Items from a data source
────────────────────

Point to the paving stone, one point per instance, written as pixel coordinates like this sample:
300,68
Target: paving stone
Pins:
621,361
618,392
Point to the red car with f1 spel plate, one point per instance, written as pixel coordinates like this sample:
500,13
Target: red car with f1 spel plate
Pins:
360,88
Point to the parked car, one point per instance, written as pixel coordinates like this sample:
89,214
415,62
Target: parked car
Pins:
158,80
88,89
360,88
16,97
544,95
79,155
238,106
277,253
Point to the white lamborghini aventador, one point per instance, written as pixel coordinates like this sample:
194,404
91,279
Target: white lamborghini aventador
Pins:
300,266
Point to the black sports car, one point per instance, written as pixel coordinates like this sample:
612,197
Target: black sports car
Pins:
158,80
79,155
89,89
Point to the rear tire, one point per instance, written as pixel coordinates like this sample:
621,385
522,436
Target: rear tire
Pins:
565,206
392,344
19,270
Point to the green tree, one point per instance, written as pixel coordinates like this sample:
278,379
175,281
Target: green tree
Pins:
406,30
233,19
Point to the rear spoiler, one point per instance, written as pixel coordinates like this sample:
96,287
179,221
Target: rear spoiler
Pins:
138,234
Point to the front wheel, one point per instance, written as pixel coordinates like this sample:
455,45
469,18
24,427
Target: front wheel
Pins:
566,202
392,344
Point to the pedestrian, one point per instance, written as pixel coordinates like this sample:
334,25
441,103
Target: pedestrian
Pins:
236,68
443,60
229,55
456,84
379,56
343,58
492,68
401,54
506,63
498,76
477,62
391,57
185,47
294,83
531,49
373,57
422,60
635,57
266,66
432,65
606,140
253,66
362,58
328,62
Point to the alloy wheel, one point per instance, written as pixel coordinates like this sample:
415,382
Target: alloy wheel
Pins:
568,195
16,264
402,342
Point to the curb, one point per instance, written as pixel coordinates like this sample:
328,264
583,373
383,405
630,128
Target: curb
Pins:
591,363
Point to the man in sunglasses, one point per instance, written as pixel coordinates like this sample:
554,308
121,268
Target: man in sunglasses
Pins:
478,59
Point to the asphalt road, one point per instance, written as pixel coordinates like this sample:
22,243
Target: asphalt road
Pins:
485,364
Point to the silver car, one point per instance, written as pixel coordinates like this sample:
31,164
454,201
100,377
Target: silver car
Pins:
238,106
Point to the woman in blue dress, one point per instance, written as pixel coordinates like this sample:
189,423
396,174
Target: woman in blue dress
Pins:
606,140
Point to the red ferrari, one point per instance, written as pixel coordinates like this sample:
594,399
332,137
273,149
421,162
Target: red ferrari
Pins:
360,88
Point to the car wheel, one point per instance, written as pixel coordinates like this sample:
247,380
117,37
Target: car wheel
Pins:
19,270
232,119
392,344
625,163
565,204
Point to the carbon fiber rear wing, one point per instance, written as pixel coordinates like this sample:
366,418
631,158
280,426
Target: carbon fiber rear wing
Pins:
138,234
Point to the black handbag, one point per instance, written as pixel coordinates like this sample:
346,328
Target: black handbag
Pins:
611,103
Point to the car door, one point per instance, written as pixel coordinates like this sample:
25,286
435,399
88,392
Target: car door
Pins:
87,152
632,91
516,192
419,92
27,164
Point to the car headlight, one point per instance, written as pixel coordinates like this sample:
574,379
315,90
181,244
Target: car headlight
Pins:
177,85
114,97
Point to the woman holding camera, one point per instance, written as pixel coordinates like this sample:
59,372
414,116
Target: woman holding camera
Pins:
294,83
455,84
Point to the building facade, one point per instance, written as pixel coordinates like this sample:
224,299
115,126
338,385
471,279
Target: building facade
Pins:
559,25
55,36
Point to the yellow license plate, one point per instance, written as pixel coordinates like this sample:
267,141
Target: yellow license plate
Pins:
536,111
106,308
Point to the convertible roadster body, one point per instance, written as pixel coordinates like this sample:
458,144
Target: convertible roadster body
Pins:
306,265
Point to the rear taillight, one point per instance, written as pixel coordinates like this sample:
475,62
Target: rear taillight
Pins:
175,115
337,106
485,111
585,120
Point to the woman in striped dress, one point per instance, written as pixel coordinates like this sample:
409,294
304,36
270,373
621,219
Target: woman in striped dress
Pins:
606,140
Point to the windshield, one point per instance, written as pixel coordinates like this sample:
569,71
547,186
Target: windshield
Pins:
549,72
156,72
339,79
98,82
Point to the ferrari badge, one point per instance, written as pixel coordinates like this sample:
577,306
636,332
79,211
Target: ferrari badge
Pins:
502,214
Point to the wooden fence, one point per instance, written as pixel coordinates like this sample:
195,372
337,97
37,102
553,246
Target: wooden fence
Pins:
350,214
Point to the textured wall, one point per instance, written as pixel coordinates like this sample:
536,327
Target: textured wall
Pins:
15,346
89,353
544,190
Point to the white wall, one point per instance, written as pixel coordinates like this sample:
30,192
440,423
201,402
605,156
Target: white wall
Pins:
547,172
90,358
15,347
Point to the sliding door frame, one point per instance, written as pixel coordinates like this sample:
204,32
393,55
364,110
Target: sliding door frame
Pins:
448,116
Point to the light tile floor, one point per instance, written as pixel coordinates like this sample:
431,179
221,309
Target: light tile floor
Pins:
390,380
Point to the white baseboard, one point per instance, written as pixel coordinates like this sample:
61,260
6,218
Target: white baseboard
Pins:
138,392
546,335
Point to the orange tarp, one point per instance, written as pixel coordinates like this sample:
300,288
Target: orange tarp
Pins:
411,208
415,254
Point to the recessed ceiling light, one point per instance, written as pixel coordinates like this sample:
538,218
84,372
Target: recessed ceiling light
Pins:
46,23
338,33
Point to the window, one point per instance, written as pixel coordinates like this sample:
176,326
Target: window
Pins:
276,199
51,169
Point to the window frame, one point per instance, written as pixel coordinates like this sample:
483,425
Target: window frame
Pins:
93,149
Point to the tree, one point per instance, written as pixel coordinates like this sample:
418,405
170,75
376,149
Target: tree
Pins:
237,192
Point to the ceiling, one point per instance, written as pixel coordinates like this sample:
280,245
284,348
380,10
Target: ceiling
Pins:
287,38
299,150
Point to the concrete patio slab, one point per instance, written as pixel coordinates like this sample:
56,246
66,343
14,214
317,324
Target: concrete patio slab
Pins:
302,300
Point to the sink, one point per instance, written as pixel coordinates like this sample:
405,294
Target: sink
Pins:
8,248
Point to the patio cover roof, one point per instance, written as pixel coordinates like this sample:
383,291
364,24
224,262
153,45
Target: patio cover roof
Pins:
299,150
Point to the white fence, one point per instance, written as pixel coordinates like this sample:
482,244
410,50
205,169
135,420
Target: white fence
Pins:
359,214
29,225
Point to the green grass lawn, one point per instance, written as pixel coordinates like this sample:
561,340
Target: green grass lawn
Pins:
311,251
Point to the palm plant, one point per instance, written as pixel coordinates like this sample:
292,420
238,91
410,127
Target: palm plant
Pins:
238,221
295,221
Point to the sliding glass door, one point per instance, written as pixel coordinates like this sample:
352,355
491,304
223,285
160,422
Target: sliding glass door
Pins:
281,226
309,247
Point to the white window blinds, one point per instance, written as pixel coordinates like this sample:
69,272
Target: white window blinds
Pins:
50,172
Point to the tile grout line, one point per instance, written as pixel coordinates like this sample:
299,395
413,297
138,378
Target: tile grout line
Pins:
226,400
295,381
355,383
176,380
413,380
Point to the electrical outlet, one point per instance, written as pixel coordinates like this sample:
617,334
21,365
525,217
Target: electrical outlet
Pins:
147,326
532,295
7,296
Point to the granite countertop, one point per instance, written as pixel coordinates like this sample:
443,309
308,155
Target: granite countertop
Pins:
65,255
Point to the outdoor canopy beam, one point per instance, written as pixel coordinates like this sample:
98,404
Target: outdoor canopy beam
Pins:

────────────────────

[Task objective]
Wherever the word "concrete" appears in a line of the data above, copy that line.

[Your response]
Point to the concrete patio slab, one point per instance, written as pixel coordinates like this sample:
Target: concrete patio slab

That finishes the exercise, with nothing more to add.